--- Sumber ---
Hingga Kini AS telah Menyanksi Sepertiga Planet Bumi
(last modified Sat, 27 Jul 2024 14:07:04 GMT )
Jul 27, 2024 21:07 Asia/Jakarta
  • Hingga Kini AS telah Menyanksi Sepertiga Planet Bumi

Parstoday – Amerika Serikat, dalam kerangka tujuan hegemoninya, di antara negara dunia lain adalah yang paling banyak menjatuhkan beraneka ragam sanksi sepihak terhadap negara lainnya.

Surat kabar Washington Post, baru-baru ini dalam laporannya mengakui penggunaan sanksi sebagai senjata oleh AS dan menulis, "Washington, secara sewenang-wenang menjatuhkan sanksi terhadap rival dan musuh-musuhnya, dan sampai sekarang sepertiga dari total negara dunia menjadi target sanksi Washington."

--- Kutipan Data ---
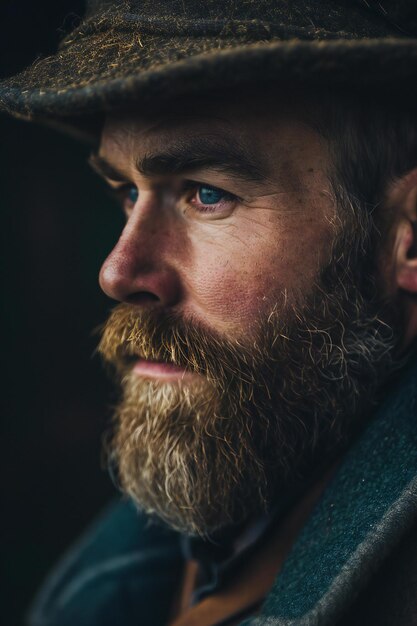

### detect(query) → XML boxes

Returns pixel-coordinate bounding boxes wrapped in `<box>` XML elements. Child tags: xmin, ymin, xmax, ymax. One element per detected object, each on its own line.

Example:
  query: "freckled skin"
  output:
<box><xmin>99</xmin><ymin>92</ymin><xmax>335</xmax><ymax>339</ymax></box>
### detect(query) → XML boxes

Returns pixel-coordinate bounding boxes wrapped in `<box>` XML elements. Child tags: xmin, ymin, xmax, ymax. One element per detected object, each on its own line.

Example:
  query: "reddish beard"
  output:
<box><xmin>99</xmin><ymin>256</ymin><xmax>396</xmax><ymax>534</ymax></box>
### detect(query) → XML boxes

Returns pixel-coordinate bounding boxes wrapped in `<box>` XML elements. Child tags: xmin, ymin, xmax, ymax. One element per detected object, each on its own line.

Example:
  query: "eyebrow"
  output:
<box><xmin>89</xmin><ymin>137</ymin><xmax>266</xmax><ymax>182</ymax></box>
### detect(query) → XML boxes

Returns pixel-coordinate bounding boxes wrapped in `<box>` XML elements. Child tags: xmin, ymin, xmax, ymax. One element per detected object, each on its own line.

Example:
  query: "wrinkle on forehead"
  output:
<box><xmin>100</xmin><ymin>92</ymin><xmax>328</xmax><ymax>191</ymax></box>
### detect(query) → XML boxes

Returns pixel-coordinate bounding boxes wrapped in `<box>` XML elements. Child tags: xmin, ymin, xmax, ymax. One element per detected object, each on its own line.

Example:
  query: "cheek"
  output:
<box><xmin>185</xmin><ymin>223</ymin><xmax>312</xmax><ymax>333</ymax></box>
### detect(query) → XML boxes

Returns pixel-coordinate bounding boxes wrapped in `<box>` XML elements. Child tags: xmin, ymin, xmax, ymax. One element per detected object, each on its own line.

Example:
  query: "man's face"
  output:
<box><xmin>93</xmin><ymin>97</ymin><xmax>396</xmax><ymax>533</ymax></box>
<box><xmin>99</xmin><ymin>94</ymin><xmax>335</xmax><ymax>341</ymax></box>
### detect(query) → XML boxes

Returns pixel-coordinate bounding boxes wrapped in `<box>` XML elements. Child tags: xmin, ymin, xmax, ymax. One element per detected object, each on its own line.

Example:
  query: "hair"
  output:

--- Tugas Anda ---
Tuliskan semua sebutan yang dipakai artikel tentang sanksi AS di atas untuk merujuk pada Amerika Serikat sebagai pihak penjatuh sanksi, termasuk singkatannya, tetapi tanpa nama surat kabar.

--- Jawaban ---
Amerika Serikat, AS, Washington